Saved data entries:
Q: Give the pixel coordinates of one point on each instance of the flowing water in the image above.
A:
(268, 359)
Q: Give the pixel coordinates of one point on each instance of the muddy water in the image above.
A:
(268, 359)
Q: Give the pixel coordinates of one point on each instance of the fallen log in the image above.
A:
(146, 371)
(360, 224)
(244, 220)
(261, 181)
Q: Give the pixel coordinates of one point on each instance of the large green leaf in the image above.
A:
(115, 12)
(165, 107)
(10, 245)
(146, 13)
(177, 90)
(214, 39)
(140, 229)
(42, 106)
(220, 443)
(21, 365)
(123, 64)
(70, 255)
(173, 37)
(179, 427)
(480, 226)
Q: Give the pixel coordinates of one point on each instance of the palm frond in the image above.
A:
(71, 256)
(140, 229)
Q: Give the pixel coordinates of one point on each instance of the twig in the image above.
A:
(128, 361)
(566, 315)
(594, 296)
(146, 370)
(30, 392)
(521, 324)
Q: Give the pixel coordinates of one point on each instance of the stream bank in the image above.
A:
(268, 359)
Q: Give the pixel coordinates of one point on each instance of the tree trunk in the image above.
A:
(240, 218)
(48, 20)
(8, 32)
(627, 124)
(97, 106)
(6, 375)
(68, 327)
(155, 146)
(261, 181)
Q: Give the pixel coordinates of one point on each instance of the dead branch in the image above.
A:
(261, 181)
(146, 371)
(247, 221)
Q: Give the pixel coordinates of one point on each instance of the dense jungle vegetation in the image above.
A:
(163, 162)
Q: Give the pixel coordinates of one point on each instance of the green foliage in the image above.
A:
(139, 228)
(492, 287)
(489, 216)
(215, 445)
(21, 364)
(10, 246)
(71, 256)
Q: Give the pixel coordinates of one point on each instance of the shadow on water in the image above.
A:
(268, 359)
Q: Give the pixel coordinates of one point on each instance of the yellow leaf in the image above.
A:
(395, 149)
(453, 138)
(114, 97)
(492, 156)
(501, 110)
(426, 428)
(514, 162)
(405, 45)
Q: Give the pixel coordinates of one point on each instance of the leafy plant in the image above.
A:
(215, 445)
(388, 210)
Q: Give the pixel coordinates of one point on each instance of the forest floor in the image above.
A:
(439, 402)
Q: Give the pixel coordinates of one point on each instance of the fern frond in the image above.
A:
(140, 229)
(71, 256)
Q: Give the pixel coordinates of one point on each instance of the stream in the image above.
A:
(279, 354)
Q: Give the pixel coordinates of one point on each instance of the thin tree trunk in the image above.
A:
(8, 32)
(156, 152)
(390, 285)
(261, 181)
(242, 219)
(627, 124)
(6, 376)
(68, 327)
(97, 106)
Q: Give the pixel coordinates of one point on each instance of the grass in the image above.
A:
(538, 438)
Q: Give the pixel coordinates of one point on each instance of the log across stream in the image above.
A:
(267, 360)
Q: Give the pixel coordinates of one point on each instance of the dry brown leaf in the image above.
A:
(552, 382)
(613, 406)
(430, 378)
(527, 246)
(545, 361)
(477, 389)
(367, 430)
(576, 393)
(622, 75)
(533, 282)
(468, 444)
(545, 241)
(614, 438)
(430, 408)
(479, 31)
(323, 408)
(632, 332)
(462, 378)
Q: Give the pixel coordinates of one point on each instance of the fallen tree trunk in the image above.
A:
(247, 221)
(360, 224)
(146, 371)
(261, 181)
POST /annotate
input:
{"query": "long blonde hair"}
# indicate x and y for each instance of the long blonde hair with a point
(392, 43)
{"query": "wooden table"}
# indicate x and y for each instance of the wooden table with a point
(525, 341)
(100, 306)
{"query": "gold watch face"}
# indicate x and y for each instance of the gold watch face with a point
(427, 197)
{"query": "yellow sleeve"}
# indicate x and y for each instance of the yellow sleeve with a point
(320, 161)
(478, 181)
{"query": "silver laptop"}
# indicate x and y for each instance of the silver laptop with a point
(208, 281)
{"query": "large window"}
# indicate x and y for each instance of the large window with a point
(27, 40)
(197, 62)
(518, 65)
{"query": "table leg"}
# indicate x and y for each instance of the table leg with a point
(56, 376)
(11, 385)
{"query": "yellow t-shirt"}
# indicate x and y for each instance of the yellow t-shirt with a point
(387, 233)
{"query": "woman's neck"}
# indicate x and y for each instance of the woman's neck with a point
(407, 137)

**Work instructions:** As you read the records above, find each line that contains "fallen" and copy it.

**Written answer:**
Q: Give the pixel coordinates of one point on each instance of the fallen log in the image above.
Q: Give the pixel coordinates of one point on each instance of the fallen tree trunk in the image above.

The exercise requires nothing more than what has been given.